◆ Aim of the exercise ◆
In the records below, pick out all lines containing the word "onion".
Extracted entries Block Start
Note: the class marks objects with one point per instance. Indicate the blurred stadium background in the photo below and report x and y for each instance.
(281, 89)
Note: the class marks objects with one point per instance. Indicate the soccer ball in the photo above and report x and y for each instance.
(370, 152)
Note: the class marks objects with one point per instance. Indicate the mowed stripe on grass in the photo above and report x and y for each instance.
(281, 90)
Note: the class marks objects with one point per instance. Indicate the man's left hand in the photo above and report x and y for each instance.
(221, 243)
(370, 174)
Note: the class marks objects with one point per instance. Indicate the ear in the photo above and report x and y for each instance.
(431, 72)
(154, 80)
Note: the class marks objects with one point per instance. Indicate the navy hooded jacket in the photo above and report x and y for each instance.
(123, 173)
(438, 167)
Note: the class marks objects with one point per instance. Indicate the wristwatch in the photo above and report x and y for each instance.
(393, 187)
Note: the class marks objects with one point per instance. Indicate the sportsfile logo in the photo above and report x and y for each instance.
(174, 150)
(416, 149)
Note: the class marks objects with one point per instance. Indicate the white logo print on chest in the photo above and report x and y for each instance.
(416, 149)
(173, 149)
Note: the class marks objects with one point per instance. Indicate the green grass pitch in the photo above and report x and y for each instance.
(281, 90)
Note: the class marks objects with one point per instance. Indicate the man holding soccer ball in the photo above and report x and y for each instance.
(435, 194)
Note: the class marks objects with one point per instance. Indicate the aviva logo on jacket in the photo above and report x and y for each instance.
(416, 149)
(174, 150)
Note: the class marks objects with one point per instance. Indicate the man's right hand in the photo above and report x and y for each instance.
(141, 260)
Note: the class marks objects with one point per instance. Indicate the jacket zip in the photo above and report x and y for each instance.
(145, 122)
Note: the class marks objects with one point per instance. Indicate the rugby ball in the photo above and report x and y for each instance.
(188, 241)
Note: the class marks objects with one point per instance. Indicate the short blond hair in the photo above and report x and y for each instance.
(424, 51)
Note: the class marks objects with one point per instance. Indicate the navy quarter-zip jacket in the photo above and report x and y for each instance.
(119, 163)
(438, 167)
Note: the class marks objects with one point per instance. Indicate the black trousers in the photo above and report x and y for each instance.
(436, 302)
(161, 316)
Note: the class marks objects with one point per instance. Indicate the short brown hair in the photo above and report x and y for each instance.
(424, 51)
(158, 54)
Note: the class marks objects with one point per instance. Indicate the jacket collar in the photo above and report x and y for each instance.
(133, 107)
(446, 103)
Extracted entries Block End
Extracted entries Block Start
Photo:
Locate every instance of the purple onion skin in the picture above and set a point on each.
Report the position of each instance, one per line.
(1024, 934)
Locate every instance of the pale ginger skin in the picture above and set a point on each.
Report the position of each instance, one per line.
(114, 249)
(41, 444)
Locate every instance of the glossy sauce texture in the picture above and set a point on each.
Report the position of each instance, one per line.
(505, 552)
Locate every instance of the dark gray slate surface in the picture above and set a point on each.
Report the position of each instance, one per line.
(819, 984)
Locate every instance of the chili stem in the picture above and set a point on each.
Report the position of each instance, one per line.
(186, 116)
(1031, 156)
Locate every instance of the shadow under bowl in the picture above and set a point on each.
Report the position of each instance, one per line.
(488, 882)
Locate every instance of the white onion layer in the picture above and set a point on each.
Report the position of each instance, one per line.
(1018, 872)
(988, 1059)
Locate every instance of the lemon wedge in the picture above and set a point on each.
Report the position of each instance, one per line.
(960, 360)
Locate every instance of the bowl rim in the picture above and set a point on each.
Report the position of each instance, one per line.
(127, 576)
Extracted entries Block End
Extracted entries Block Start
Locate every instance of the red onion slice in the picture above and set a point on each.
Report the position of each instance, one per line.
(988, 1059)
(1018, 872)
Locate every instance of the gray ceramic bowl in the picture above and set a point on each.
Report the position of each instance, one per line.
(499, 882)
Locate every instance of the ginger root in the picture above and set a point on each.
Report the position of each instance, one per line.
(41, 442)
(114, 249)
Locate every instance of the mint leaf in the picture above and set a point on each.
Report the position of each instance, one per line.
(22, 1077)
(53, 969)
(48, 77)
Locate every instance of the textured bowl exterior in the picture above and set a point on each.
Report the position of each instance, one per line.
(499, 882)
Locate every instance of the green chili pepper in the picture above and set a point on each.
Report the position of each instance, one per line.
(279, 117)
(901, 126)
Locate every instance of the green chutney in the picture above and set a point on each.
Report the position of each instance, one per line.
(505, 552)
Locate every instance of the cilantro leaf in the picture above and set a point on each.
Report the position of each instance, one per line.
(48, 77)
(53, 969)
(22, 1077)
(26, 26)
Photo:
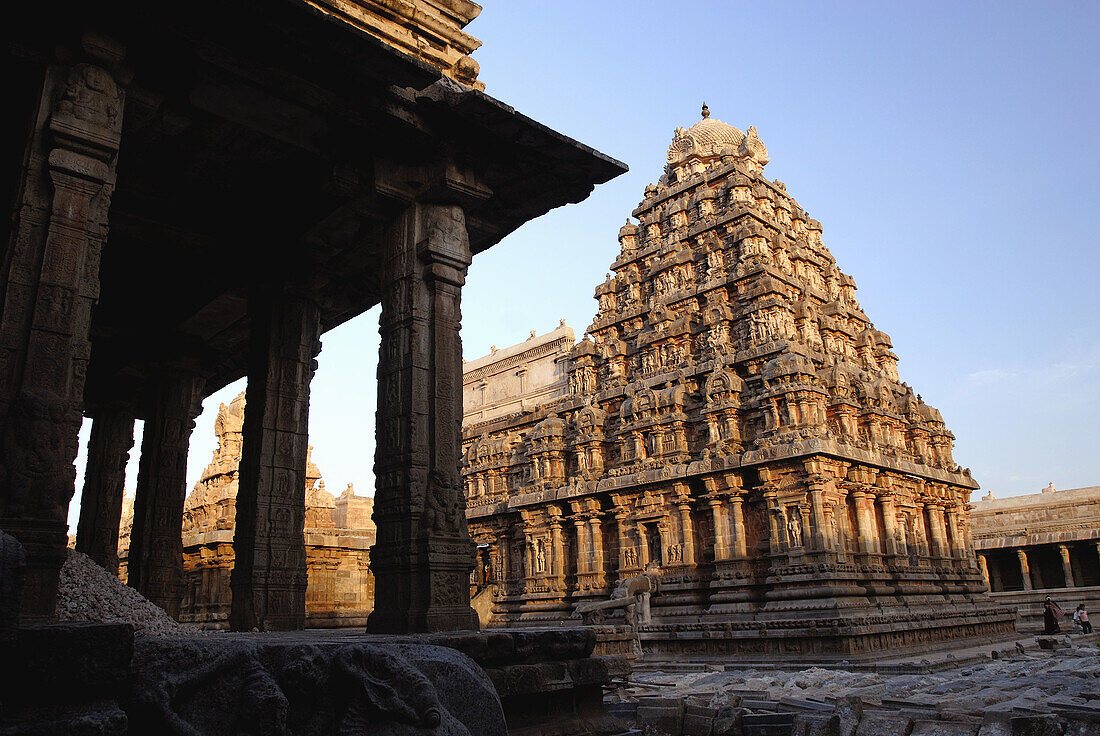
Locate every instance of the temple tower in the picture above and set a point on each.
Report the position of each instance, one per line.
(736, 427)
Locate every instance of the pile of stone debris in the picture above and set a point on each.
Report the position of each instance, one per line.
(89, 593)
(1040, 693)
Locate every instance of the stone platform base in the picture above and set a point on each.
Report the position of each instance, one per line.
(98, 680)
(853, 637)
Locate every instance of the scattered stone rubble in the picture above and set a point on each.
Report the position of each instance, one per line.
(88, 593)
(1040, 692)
Extracted entries Block End
◆ Written answer ◆
Locate every instance of the purple onion skin in the picture above and set a point on each.
Locate every instance of the white onion layer in the picture above and set a point on each.
Locate every instance of the red onion slice in the picture above and set a point on each.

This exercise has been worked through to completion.